> _WHAT IS ASKED_: Set down exactly the lines running from the line with "Each instance of the green vegetation" to the end of the listing below, both ends included.

> _SUPPLIED DATA_:
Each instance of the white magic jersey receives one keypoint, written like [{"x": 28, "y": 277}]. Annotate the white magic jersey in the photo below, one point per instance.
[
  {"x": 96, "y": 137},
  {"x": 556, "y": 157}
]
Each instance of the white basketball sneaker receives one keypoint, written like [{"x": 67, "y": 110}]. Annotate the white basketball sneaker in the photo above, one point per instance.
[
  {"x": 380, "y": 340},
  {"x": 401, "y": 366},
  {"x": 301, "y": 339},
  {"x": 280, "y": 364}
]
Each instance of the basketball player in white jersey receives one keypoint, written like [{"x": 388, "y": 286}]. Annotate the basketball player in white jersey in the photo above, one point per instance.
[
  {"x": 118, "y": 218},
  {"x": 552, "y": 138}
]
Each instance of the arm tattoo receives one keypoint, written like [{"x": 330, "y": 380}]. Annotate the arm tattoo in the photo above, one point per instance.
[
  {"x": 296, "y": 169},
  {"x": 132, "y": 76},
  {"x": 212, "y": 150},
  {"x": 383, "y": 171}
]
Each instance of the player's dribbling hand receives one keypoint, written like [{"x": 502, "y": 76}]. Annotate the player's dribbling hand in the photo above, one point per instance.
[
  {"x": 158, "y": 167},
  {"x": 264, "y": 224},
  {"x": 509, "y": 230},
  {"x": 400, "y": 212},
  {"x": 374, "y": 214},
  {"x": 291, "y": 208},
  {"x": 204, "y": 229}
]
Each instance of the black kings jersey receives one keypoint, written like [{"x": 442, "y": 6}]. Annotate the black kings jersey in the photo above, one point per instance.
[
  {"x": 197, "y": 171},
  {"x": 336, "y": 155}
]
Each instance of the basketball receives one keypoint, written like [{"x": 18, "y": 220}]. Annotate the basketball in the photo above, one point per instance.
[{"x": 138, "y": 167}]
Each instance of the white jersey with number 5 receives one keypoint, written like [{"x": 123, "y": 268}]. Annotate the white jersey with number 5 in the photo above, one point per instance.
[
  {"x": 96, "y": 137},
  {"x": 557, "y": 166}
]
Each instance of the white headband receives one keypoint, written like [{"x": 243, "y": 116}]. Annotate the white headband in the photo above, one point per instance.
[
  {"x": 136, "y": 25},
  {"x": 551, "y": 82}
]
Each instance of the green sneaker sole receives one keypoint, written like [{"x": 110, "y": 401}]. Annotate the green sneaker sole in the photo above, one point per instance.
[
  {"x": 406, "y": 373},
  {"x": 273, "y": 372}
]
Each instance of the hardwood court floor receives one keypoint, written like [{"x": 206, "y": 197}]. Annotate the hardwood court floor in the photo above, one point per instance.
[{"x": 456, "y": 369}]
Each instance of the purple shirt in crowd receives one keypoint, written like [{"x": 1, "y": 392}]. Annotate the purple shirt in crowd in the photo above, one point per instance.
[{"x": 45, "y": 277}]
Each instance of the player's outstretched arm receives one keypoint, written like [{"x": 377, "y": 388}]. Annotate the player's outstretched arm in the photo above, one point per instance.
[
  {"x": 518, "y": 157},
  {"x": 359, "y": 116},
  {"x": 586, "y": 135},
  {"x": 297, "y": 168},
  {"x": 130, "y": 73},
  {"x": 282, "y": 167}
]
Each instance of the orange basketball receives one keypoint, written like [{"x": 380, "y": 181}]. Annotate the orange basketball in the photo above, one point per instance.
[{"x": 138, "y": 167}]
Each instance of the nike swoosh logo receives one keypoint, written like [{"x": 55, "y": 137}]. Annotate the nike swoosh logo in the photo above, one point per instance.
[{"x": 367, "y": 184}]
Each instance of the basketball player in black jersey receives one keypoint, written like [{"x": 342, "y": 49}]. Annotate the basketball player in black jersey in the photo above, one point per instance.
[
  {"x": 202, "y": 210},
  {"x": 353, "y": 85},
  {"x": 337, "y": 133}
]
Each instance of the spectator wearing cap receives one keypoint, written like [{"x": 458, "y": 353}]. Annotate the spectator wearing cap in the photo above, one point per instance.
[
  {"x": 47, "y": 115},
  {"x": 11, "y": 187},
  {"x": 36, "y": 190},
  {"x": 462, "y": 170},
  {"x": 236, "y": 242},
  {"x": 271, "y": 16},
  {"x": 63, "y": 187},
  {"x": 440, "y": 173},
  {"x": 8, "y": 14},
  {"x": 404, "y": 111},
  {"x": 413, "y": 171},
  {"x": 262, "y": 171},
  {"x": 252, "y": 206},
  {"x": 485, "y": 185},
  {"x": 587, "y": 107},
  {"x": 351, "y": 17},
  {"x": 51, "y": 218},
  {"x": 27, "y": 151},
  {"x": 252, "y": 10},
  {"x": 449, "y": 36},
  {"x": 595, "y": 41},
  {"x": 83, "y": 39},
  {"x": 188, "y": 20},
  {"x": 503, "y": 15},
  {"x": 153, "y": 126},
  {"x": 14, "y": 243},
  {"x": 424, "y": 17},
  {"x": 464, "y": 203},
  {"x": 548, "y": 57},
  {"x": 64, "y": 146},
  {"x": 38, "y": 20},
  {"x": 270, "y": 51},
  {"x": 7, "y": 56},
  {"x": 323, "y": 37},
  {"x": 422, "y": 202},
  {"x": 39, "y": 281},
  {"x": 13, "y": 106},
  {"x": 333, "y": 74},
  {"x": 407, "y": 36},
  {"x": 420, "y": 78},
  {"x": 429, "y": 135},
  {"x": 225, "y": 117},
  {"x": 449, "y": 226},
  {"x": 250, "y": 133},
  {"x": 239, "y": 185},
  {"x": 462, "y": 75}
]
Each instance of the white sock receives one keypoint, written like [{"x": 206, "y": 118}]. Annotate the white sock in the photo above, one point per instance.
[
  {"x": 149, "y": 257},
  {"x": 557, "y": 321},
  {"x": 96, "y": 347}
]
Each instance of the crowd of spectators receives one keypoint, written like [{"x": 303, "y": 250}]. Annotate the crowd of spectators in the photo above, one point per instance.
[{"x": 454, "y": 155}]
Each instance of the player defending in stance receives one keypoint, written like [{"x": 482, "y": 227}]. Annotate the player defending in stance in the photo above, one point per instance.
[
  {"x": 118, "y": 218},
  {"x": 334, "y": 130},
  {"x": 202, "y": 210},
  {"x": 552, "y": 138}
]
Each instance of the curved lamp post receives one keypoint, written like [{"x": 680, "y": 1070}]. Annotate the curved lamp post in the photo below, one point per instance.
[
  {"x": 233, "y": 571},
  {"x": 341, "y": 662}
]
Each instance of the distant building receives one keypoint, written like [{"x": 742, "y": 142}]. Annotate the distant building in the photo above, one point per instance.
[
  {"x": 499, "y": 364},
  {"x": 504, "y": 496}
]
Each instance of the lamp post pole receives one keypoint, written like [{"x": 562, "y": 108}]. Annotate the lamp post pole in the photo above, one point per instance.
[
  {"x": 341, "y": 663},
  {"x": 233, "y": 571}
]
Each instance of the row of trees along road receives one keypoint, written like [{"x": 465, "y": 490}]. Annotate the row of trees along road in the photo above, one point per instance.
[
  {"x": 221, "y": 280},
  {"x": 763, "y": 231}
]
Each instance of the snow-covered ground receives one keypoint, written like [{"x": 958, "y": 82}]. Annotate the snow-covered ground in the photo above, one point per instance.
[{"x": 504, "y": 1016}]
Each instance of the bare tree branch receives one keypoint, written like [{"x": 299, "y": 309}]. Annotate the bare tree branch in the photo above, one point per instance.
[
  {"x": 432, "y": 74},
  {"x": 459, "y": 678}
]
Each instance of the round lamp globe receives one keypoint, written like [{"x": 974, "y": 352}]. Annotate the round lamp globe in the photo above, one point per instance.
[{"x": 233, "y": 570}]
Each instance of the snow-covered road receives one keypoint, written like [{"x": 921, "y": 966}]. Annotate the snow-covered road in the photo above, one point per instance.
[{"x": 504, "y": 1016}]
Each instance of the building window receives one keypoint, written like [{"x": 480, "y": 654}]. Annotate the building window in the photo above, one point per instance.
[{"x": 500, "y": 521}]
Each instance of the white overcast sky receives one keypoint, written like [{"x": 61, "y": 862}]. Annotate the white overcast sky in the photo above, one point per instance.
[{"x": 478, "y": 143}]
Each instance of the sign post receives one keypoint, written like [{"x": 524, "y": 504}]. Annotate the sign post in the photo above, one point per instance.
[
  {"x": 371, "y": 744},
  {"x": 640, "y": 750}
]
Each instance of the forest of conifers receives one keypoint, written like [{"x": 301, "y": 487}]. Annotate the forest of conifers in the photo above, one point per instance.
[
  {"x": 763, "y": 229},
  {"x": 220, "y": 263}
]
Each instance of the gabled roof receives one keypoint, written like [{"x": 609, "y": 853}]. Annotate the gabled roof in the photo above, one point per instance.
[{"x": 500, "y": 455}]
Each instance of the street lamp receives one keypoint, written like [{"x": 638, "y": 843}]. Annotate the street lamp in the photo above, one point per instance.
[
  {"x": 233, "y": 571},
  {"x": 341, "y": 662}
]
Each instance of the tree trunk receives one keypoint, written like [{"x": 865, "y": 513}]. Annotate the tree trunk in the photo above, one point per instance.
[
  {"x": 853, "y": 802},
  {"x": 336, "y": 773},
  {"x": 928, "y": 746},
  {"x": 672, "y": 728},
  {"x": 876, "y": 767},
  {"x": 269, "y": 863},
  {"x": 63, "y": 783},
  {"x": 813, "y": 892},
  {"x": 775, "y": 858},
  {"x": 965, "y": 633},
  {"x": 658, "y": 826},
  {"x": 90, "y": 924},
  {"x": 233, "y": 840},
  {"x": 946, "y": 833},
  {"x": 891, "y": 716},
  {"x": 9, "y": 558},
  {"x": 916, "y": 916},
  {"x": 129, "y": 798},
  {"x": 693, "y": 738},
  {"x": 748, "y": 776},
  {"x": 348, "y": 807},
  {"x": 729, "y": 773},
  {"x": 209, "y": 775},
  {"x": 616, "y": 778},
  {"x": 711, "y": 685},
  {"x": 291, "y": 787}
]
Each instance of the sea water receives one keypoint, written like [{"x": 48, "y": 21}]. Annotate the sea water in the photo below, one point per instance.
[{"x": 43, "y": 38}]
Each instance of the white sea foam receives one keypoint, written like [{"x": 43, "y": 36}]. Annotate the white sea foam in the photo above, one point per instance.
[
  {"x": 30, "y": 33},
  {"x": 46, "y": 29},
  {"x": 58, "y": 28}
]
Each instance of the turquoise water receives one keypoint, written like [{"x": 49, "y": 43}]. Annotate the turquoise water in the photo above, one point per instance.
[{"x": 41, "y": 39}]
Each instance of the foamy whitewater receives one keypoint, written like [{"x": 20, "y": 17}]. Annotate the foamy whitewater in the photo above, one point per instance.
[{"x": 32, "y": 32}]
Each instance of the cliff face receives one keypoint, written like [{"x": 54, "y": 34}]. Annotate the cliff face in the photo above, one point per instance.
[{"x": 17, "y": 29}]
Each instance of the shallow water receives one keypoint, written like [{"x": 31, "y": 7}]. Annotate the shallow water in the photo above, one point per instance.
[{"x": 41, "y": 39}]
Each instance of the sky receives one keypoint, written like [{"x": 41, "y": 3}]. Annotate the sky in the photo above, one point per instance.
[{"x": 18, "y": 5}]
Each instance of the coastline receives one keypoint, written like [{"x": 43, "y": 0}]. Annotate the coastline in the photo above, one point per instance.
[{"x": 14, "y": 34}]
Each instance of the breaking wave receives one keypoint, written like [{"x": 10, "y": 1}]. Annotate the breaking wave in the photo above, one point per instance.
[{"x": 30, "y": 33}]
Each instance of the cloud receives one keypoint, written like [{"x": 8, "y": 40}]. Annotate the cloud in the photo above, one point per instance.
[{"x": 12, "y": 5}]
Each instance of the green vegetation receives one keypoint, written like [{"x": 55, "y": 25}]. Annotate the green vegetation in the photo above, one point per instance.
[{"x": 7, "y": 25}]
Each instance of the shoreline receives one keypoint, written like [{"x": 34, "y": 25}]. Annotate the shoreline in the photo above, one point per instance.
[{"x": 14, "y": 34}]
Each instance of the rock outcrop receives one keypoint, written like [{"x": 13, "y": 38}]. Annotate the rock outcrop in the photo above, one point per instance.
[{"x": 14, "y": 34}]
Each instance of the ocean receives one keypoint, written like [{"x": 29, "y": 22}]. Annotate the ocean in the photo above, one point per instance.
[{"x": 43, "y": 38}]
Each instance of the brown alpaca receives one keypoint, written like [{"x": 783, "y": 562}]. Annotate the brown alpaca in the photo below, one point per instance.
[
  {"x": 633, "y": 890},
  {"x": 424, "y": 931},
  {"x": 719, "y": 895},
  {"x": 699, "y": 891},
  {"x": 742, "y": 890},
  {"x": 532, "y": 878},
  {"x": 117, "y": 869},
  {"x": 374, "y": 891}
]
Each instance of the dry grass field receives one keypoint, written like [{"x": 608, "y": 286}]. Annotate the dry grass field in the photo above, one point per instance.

> _PROBLEM SOLUTION_:
Each instance of the green vegetation receives one keypoint, written like [{"x": 55, "y": 25}]. Annotate the green vegetation in the photo above, one point per instance.
[{"x": 7, "y": 25}]
Each instance of the shoreline receives one keypoint, written like [{"x": 34, "y": 25}]. Annotate the shoreline in the photo above, one point per instance.
[{"x": 14, "y": 34}]
Each instance of the rock outcrop receives one keypoint, written like [{"x": 13, "y": 38}]. Annotate the rock outcrop in the photo above, one point per instance.
[{"x": 14, "y": 34}]
Each instance of the ocean receives one keypoint, written like [{"x": 29, "y": 22}]. Annotate the ocean in the photo above, one point per instance.
[{"x": 43, "y": 38}]
Each instance of the brown alpaca receives one keypoint, written like [{"x": 783, "y": 562}]. Annotate the brown alpaca in the photo below, one point per instance.
[
  {"x": 633, "y": 890},
  {"x": 424, "y": 931},
  {"x": 719, "y": 895},
  {"x": 699, "y": 891},
  {"x": 742, "y": 890},
  {"x": 532, "y": 878},
  {"x": 117, "y": 869},
  {"x": 374, "y": 891}
]
Each instance of the dry grass field receives one keypoint, written like [{"x": 608, "y": 286}]. Annotate the dry grass field in the photo above, one point per instance.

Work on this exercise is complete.